The Story of Mwaiseni Community
In early 1999 the Ministry of Education in Zambia’s Community School initiative was in full swing. They were looking for young and willing volunteers to work alongside trained teachers across Zambia in small community schools. Esnart, from Mwaiseni answered the call. Esnart knew of the struggles in her community and the difficulties many children would face without an education. Equipped with a few teaching materials and only a week’s worth of training, Esnart began to teach grades 1 to 7 in the local community hall near the market in town. Word soon began to spread of the amazing work being done in the school. Children were eager to learn and spoke very highly of their teacher. Esnart and the children were visited on a regular basis by community leadership, local radio stations and caring individuals who wanted to hear their stories.
Children currently supported: 150
Number of Care Workers: 23
Coordinator Name: ackim
Distance from Kitwe Local Office: 6 km
Basic Services Started: 2013
But with all of this positive attention came negative speculation as well. Members of the community, who were assigned to monitor community development, tried to take over the school. Esnart fought hard for her students but eventually lost the battle. Under new leadership, the school’s attendance was low, children received poor exam marks and after five years, the school was closed. Esnart remembers many occasions in those five years when community members came to her, begging her to reopen a school. But Esnart was so discouraged by what had happened that she did not want to teach again.

- - -

Assignment → How would the story of Mwaiseni Community above carry on? Extend it from its final sentence.

Dataset →
- - -

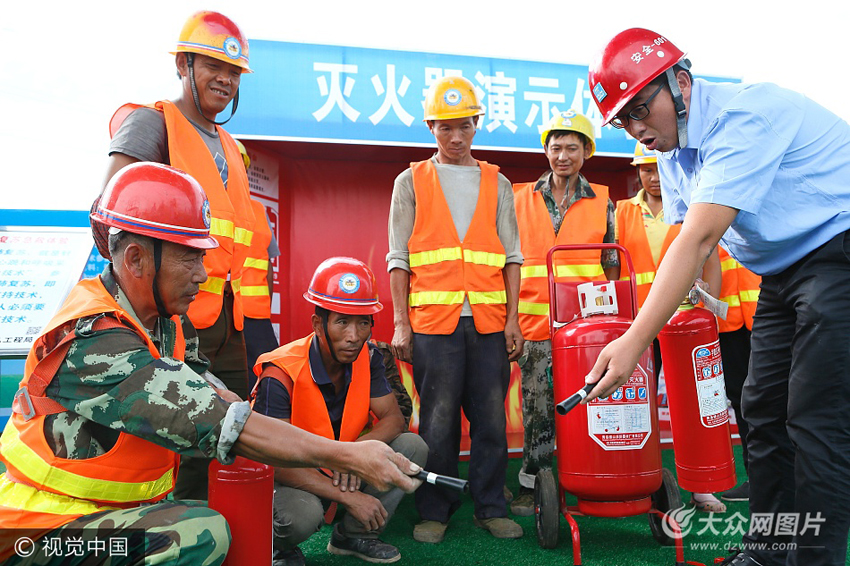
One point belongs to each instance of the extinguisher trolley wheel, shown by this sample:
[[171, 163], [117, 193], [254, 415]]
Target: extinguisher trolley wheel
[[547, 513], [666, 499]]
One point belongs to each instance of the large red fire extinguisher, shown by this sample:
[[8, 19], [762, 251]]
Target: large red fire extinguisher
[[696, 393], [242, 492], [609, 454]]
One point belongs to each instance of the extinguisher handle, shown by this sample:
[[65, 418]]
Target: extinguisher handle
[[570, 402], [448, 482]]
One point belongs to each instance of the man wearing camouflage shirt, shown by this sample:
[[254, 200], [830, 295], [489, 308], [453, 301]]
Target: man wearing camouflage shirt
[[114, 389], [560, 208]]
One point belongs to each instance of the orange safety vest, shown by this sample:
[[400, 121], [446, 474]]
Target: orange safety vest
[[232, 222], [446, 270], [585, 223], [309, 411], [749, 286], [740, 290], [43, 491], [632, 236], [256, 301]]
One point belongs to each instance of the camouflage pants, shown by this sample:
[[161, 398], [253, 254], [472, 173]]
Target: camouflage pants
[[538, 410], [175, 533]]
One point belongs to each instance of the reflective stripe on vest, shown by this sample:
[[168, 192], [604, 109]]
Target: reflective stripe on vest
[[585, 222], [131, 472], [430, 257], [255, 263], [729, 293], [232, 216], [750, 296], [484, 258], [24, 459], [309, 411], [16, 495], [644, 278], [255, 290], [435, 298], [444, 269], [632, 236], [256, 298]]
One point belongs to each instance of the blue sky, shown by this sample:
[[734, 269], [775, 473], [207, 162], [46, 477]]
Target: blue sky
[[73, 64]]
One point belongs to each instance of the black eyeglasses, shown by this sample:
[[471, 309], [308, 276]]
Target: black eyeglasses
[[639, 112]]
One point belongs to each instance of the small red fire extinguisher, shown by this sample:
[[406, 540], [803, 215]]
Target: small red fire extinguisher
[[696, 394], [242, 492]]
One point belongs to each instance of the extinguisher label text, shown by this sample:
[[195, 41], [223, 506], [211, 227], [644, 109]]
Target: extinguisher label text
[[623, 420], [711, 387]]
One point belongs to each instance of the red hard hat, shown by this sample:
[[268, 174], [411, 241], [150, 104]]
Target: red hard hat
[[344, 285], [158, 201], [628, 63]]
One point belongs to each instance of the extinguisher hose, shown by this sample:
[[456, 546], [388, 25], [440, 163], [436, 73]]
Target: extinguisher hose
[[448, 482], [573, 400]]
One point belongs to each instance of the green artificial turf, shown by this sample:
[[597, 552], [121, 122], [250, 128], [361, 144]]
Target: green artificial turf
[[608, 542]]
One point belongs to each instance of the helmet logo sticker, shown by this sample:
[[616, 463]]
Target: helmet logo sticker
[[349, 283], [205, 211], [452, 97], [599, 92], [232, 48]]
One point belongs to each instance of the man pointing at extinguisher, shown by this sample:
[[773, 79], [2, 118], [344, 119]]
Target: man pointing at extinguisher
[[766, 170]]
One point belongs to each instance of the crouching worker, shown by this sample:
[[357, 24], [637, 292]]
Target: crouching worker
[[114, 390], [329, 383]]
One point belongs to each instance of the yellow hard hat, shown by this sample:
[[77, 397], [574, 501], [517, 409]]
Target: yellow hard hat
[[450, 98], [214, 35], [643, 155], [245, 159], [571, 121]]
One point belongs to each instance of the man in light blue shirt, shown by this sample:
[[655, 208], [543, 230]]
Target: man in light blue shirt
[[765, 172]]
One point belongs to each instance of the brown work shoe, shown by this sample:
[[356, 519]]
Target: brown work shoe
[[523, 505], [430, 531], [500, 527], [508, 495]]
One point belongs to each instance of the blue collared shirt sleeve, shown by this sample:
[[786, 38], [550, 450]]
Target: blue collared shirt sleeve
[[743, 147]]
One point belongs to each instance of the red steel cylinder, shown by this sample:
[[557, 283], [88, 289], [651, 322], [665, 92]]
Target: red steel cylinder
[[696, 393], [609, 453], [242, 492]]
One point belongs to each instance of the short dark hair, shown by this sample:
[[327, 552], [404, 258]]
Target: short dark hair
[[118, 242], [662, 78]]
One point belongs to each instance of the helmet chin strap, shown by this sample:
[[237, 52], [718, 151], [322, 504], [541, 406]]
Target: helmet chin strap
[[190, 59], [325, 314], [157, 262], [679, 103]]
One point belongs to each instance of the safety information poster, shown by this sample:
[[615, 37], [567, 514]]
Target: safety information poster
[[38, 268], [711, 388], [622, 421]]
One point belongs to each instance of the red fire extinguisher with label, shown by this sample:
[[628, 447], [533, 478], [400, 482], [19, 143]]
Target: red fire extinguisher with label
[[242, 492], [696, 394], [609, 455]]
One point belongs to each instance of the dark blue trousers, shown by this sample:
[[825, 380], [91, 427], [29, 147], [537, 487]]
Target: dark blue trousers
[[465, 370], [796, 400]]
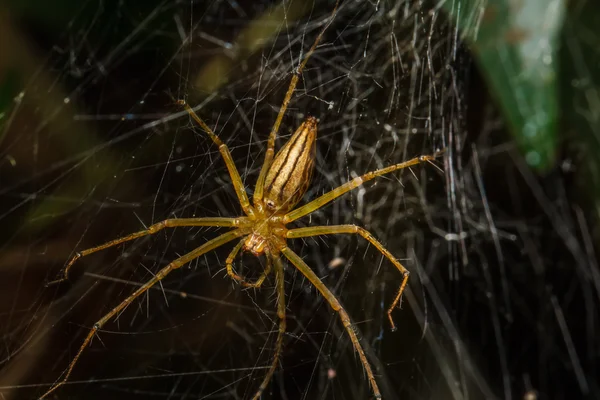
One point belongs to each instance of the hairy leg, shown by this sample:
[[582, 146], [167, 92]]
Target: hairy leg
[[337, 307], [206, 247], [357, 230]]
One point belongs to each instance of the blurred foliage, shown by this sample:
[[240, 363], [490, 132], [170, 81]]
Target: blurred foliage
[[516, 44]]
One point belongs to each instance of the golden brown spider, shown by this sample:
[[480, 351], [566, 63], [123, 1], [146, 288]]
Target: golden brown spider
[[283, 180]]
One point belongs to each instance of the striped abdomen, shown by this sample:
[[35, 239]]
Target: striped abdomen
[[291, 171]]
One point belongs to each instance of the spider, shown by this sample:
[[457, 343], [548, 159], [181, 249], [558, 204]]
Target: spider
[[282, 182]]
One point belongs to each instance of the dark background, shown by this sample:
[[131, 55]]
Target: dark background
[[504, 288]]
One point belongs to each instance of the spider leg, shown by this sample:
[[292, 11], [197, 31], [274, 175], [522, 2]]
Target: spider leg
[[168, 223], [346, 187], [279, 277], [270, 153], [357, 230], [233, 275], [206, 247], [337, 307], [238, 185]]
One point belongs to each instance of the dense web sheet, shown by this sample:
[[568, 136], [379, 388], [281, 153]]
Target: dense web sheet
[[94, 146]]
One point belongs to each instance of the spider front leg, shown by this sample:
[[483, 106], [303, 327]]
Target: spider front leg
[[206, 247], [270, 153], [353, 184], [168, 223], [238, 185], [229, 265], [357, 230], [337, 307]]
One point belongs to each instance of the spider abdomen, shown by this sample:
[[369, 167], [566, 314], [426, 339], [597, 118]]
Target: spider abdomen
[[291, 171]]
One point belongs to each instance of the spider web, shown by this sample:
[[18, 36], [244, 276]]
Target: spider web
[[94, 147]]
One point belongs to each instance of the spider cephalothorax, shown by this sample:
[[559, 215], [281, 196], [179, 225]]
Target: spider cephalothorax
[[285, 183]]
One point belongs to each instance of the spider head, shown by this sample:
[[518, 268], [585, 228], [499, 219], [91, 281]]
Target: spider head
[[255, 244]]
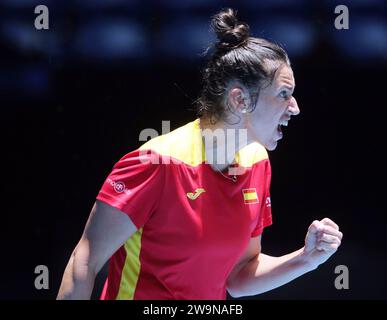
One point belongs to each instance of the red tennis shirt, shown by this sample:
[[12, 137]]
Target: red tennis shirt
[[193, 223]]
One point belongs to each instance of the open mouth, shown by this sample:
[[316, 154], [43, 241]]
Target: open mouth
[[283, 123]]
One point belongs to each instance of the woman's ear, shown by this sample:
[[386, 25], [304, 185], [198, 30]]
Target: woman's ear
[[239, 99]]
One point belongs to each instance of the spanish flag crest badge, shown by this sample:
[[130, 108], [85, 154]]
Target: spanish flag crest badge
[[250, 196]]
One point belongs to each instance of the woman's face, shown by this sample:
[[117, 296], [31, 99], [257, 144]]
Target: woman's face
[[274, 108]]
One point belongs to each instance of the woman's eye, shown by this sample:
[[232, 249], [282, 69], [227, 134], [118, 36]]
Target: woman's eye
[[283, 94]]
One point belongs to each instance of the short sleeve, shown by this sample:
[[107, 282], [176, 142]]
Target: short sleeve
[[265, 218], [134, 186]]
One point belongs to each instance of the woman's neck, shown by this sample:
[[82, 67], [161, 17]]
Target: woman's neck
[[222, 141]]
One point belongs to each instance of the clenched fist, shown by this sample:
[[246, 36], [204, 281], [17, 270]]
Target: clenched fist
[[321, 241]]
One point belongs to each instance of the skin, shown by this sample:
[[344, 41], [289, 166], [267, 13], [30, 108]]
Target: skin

- - -

Task response →
In 2007 Blessings Sambo from the local Hands at Work office in Kitwe identified Mwaiseni as one of the poorest areas with extreme vulnerability. They began to walk regularly in the community, talking to church leaders and asking them questions. They often heard of Esnart and the work she had done in the local community school and they knew they had to meet this lady. Blessings built a relationship with Esnart, meeting with her on a weekly basis and together doing home visits in the community. As they walked together, he shared with her Hands at Work’s vision to see the local churches unite as Christ’s body to care for the most vulnerable children. Esnart heard the vision and was stirred into action. She mobilised compassionate and loving men and women from Mwaiseni to walk alongside her to visit the children.
In order to address the most essential needs of an orphaned or vulnerable child in Mwaiseni, Esnart was asked by her fellow Care Workers to open up a school again. She not only agreed to do this, but also opened up her own home as a classroom for the children. She began to educate and feed 14 of the most vulnerable children in the community. Today, the school has grown to 86 children aged from 3 to 15 years.
In July of 2013, Mapalo Community Based Organisation was born. In partnership with Hands at Work, they began to provide the 3 Essential Services of food, health care and education to 50 of the most vulnerable children. In 2014, this number increased to 100 children and now provides for 150 children.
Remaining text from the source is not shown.